▸ WHAT YOU NEED TO DO: Repeat the records exactly, so that each line matches the original.

▸ Natural language region descriptions:
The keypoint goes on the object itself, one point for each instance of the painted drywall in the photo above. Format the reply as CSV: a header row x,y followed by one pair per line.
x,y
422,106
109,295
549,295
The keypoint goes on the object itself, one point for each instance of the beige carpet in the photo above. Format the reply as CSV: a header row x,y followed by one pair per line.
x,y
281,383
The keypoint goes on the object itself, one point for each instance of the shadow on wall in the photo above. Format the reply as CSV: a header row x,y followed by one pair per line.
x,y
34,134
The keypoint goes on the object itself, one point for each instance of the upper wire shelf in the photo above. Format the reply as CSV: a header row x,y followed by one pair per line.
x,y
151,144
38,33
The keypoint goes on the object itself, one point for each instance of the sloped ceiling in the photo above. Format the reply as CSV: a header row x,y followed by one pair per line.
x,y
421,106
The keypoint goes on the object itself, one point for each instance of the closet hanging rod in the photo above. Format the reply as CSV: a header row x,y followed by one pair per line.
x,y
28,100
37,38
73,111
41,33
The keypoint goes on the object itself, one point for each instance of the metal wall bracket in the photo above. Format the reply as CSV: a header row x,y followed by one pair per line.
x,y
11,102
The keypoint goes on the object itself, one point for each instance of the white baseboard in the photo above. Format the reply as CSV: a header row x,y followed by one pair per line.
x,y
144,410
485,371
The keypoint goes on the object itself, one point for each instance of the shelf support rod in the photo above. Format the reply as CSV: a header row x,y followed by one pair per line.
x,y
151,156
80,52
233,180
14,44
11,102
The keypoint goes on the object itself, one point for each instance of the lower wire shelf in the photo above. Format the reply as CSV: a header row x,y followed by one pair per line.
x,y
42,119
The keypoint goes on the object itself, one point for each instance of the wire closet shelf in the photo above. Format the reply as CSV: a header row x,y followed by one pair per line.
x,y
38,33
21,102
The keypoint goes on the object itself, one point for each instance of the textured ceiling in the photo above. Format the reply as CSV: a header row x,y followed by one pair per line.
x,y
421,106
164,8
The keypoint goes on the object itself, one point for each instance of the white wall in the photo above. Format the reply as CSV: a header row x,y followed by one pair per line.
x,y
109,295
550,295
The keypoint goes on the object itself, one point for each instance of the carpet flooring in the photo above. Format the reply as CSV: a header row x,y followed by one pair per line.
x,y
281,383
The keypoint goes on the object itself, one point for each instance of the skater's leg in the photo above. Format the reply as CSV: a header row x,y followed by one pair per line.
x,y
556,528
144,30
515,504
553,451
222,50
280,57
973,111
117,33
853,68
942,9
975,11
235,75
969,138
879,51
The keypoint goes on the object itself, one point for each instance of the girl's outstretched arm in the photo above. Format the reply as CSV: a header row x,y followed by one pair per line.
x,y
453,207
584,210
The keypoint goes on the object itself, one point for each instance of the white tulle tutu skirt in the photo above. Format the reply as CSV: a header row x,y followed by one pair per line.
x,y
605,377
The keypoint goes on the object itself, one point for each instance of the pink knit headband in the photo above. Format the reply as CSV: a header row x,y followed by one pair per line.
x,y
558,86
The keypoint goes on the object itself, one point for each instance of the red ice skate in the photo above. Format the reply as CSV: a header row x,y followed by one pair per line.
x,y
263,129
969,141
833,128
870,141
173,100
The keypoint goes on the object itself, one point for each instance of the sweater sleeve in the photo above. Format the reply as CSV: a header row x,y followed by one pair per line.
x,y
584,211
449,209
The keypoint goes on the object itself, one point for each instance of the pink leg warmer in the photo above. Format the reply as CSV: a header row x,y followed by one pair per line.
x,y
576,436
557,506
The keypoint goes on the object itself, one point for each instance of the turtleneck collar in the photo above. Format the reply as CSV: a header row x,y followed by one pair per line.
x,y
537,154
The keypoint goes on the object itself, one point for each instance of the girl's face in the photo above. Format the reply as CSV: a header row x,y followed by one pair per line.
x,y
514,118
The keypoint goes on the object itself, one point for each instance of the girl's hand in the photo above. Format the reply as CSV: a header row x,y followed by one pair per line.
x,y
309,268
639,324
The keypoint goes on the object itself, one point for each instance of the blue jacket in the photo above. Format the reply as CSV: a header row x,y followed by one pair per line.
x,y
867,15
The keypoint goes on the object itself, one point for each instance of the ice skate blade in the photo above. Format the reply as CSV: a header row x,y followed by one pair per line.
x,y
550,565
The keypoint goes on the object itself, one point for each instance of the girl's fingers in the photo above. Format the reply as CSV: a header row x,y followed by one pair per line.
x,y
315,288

▸ YOUR SOLUTION:
The keypoint goes on the object itself, one point for each instance of the painted drywall in the photo above. Format the reply as CSV: a header row x,y followed by one pair per line.
x,y
422,106
109,295
549,295
The keypoint goes on the object itself, one point for each instance of the beige carpet in the photo above. Format the reply as CSV: a header row x,y followed by one pair per line.
x,y
281,383
The keypoint goes on the object itself, one point for each instance of the shadow on wall in the photo above. Format the reply as CSV: a header row x,y followed by one pair per line.
x,y
34,134
The keypoint goes on the object itself, one point for each instance of the upper wire shelf in the photo above. Format the reply as CSV: a header row x,y followed by one pair per line.
x,y
151,144
38,33
The keypoint goes on the object itself, one point for each instance of the sloped ceiling in the photo above. Format the reply as CSV: a header row x,y followed by one pair per line.
x,y
421,106
The keypoint goes on the object itself, one point for each instance of the closet hanging rod in the photo above. Format the reply as CSV: a header row x,y followed by one pair per line.
x,y
28,100
37,38
73,111
41,33
The keypoint goes on the object itself, one point for each instance of the metal wall bracket in the photo above. Format the reply as CSV: a header row x,y followed by one pair per line.
x,y
11,102
The keypoint goes on the object itself, one point for each instance of the white baseboard in the photo above. Format the reply as CSV: a header row x,y followed by one pair per line.
x,y
144,410
485,371
The keypoint goes on the object itself, one point for each instance of the shelf support rod in the photo above. Format the reply as CSV: a header row x,y followed by one pair per line.
x,y
151,156
80,52
233,180
14,44
11,102
The keypoint goes on the object itself, one point for each instance of the lower wire shelf in the photo above. Format the reply as CSV: a header row x,y followed by one pair per line.
x,y
42,119
The keypoint goes on the object itself, one point for each instance of the wire closet shelf in the photo above. Format the reply as CSV: a header row x,y followed by one pair per line.
x,y
38,33
21,102
The keypoint goes on the object itself, one point for each instance of the textured ceiling in the photo above. Format the reply as CSV: a header row x,y followed by one pair per line.
x,y
421,106
164,8
The keypoint goes on the object itself, one point for each instance of the white wall in the photo above. Format the reply as CSV: a header row x,y followed by one pair per line.
x,y
109,295
550,295
The keypoint goes on the object itself, one point for each instance of the carpet flooring in the photo above. Format the reply as CSV: a header row x,y followed by one pair per line.
x,y
281,383
The keypoint goes on the object itself, one point for each instance of the skater's leg in the photo above. Format the reply as CSV: a header row x,y followed by one pair per line.
x,y
556,528
144,30
515,504
553,451
222,50
280,57
973,111
117,33
853,68
942,9
975,11
235,75
969,138
879,51
The keypoint goes on the object itself, one point for each instance of the girl's outstretched arm in the photo above. Format the reply as CSV: a header row x,y followed by one pair per line.
x,y
453,207
584,210
The keypoint goes on the object itself, one point for each instance of the white tulle tutu skirt in the photo above. Format the reply as CSV: a header row x,y followed by one pair per line.
x,y
605,377
The keypoint goes on the object itself, one point for each instance of the pink knit headband in the photo above. Format the reply as CSV: a header row x,y followed by one pair per line.
x,y
558,86
The keypoint goes on the object itself, one point for each instance of the red ice skate in the photo above. Format the reply as CSV: a header row x,y followed by one pair per line.
x,y
263,129
969,141
833,128
870,141
173,100
The keypoint goes on the object itself, one point for each instance of the sweater sleeve in the photo above. Format the reply as CSV: a header row x,y followed by one pair per line.
x,y
584,211
449,209
The keypoint goes on the object itself, one point for each instance of the pink leg warmer in the photo above. Format the reply as CSV: a header row x,y followed by one pair per line.
x,y
576,436
557,506
The keypoint goes on the object itself, one point for each instance of the turtleneck collar in the photo above. Format the reply as CSV: a header row x,y followed by one pair per line.
x,y
537,154
The keypoint goes on the object itself, one point for each instance of the girl's face in the photo above. Format the reply as CSV: a header row x,y followed by one pair per line.
x,y
514,118
The keypoint goes on the object itself, one point for each instance of the girl's hand in the photo above. Format the reply as CSV: a header row x,y followed by one pair per line.
x,y
309,268
639,324
The keypoint goes on the object itself, one point for each instance of the blue jacket in the photo above. Format the reply as CSV: a header row x,y followed by one pair per line.
x,y
867,15
The keypoint goes on the object itself, one point for each instance of the ice skate blade in the photo above. Format the reply as CSV: a header row x,y followed by one pair per line.
x,y
550,565
The keypoint goes on the object itself, one point for each instance of the girl's fingers in the photo above. Format the reply as CSV: a header row x,y followed by one pair per line.
x,y
315,288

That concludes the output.